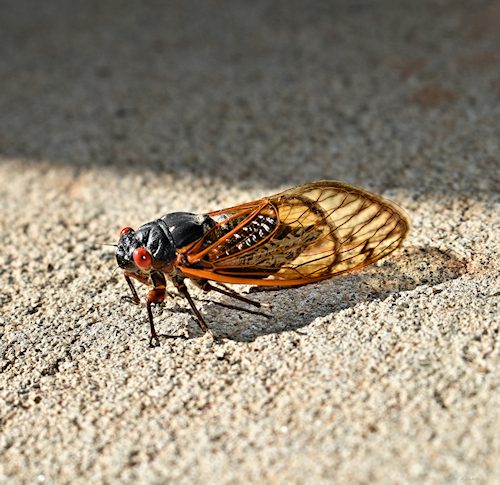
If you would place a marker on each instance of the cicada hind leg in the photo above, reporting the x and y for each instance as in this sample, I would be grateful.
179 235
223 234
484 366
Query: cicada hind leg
207 286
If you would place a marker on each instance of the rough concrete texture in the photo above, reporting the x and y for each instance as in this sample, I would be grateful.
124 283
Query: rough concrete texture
112 115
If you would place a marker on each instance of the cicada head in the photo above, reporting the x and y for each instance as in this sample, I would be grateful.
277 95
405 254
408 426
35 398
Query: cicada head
149 248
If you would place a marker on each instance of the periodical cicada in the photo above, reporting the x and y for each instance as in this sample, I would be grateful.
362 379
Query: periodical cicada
303 235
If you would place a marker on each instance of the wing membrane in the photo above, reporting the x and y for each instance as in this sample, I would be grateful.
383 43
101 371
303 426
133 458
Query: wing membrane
305 234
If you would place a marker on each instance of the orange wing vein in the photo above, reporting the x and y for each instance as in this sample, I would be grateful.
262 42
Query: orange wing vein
302 235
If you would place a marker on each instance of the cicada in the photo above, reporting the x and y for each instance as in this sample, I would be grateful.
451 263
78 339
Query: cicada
303 235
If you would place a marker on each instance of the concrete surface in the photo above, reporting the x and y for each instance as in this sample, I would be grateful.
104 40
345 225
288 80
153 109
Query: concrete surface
113 114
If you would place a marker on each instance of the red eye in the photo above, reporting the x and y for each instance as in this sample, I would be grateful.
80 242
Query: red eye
125 230
142 258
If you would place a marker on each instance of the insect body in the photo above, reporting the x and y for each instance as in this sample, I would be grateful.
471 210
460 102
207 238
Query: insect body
302 235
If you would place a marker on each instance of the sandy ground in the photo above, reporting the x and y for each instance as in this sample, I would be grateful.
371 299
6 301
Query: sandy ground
112 116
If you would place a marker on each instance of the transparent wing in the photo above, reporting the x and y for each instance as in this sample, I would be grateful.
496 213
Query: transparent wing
305 234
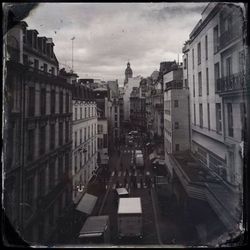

☆ ☆ ☆

### WORK REQUIRED:
Extract every line of the listing above word for word, leaving out the pictures.

### EXERCISE RESULT:
If you would place a marker on each instance of the cicada hind leg in the photo above, reporting the x and y for each instance as in this sample, I would be grateful.
179 235
223 234
484 366
Query: cicada hind leg
207 286
If you would place a marker on each instance of the rough concrete texture in the photo above, reporting the x and y for each instance as in this sample, I would be grateful.
124 283
Query: rough concrete texture
112 115
If you would place a marker on each instance of the cicada head in the photo above, reporting the x and y for each instance as in this sample, I would be grateful.
277 95
405 254
408 426
35 398
Query: cicada head
149 248
If you would place a marker on each instance of the periodical cicada in the photo above, reporting the x and y for each instance as in this sample, I would be grateful.
362 379
Query: periodical cicada
303 235
If you would place a marker on each instance of the wing membrane in the photo above, reporting the x and y for each instance as in this sample, I would be grateful.
383 43
101 371
303 426
133 458
Query: wing membrane
305 234
If you would place a marker on each instance of the orange wing vein in the photo above, reporting the x and y for each instance as in this sample, I would be grateful.
262 42
Query: orange wing vein
302 235
If you would place a marker on each instance of the cicada in the photo above, reporting the x and y for each instance as in this sample, I would be grateful.
451 263
78 339
Query: cicada
303 235
If you would place a marker on each instance of the concrete surface in the photo above, reporting the x and y for each instance as in this sample, I would be grateful.
104 40
345 225
288 80
153 109
Query: concrete surface
113 114
If you would place a marker on each instance of the red eye in the photo above, reporting the x and y for each instance as in this sample, I would be grateful.
80 242
Query: red eye
125 230
142 258
If you would place a marker on each instance of the insect body in the photo above, reporting the x and y for each instance as in this sample, I would be grateful.
471 210
460 102
207 238
Query: insect body
302 235
If you would place a marker on each instance of the sandy ground in the photo above, reporting the x and y for each instance as in this sample, I would be grateful.
371 299
6 301
Query: sandy ground
112 116
If you would place a marker on each instance of the transparent wing in the photo above, reporting the x and y for each instance as in this sample, I would be grateful.
496 213
Query: transparent wing
305 234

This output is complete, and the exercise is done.